» **GIVEN EXERCISE**: Please state how many lines in the listing below contain the string "dirt". Reply with the number alone.
>> BEGIN DATA
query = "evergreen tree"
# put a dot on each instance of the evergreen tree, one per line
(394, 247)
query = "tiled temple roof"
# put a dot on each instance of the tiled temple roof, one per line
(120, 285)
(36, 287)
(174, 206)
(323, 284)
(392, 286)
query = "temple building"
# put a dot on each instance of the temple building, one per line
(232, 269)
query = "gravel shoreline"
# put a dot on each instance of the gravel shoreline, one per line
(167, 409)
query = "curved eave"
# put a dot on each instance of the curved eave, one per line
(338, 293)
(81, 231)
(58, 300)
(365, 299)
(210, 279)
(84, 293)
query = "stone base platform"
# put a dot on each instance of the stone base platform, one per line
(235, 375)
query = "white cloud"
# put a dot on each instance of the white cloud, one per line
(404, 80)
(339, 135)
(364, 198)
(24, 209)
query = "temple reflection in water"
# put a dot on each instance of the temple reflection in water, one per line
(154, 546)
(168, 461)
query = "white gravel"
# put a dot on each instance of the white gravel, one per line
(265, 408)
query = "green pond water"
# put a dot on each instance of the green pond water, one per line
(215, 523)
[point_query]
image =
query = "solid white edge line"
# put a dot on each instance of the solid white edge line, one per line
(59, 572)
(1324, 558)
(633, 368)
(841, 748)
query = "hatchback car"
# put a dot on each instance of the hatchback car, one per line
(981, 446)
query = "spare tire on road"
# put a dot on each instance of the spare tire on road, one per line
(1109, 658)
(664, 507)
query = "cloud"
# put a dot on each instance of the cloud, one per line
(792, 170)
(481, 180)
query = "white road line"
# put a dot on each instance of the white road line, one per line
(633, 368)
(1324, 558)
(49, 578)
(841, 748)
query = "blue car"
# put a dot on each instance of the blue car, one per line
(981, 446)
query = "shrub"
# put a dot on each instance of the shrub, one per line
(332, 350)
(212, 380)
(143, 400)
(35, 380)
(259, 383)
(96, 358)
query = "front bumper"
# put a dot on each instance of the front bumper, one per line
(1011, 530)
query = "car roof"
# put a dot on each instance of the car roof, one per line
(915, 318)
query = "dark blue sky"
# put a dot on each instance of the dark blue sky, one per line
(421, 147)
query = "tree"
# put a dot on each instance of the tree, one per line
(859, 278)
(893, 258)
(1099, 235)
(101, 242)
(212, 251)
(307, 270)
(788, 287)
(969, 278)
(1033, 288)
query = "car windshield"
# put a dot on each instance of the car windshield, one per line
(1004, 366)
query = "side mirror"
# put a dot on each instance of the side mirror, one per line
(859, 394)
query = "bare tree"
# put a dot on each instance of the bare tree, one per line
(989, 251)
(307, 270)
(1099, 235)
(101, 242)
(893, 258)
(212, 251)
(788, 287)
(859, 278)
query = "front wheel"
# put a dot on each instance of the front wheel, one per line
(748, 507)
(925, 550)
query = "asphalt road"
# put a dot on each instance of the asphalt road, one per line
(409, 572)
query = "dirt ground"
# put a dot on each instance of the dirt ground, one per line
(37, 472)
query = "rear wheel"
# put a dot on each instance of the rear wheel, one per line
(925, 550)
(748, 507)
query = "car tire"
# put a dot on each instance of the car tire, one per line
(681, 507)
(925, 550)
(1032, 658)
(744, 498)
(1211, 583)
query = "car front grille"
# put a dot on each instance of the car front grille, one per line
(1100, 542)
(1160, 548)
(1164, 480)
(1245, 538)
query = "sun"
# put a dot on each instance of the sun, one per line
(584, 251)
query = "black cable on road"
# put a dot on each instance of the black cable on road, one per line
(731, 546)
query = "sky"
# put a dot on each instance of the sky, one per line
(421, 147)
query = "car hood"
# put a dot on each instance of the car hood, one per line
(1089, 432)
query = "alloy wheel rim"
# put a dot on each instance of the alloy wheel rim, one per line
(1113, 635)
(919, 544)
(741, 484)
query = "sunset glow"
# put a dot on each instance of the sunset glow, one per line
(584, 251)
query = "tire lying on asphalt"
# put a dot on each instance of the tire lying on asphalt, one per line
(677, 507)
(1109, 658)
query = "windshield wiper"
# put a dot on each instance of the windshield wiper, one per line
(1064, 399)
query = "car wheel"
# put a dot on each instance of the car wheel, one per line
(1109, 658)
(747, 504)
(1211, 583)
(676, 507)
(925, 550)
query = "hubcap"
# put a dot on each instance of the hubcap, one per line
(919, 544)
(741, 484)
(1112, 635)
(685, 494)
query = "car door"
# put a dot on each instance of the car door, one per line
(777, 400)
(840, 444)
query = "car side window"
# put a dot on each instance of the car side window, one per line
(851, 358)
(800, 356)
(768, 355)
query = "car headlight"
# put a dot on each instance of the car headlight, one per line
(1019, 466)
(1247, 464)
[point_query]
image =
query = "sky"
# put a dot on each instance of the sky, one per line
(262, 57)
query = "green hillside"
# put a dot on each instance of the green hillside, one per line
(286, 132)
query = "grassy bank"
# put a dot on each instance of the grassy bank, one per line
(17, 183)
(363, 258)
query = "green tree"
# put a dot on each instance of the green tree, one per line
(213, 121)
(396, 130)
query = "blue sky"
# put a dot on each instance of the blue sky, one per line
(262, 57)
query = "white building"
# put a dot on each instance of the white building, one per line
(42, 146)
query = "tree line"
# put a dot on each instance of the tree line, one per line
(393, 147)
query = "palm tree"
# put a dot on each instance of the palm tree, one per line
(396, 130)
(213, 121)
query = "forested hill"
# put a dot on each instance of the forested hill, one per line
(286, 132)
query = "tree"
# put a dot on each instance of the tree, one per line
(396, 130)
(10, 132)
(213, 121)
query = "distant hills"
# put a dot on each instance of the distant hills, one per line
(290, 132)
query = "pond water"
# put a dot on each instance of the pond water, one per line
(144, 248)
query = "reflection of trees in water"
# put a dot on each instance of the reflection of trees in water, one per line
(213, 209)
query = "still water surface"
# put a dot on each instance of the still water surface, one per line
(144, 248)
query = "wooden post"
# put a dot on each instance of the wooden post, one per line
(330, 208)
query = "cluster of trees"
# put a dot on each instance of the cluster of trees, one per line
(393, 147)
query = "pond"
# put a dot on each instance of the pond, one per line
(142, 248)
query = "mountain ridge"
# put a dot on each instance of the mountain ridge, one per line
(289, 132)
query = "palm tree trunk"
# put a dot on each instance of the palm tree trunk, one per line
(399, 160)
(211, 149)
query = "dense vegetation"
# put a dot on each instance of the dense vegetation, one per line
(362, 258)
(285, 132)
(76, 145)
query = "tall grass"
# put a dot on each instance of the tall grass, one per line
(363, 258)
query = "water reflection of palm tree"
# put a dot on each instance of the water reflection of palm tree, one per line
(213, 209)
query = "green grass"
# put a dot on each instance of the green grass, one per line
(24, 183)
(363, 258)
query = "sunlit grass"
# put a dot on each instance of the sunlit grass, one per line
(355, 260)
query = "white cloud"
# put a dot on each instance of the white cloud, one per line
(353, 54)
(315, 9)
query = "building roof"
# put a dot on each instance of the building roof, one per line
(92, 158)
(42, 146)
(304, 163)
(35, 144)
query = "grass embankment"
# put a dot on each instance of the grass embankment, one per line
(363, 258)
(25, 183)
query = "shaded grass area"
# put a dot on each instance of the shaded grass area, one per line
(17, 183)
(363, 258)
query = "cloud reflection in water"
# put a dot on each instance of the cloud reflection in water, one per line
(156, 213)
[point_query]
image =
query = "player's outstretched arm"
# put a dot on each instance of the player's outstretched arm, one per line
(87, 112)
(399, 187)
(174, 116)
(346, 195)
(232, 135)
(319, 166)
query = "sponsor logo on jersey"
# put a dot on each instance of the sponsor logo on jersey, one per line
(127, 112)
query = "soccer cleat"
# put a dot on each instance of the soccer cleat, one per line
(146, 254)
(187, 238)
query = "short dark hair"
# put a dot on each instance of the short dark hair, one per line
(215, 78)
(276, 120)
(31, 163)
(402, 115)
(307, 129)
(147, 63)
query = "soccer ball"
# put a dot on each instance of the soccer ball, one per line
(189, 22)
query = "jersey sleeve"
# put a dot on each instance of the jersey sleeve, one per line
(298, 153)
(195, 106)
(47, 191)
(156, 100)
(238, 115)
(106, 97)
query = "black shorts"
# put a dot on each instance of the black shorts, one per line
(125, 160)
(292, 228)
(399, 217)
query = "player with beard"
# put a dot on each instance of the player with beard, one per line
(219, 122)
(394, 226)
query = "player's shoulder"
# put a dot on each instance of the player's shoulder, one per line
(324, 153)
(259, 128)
>> END DATA
» **COMPLETED TASK**: 2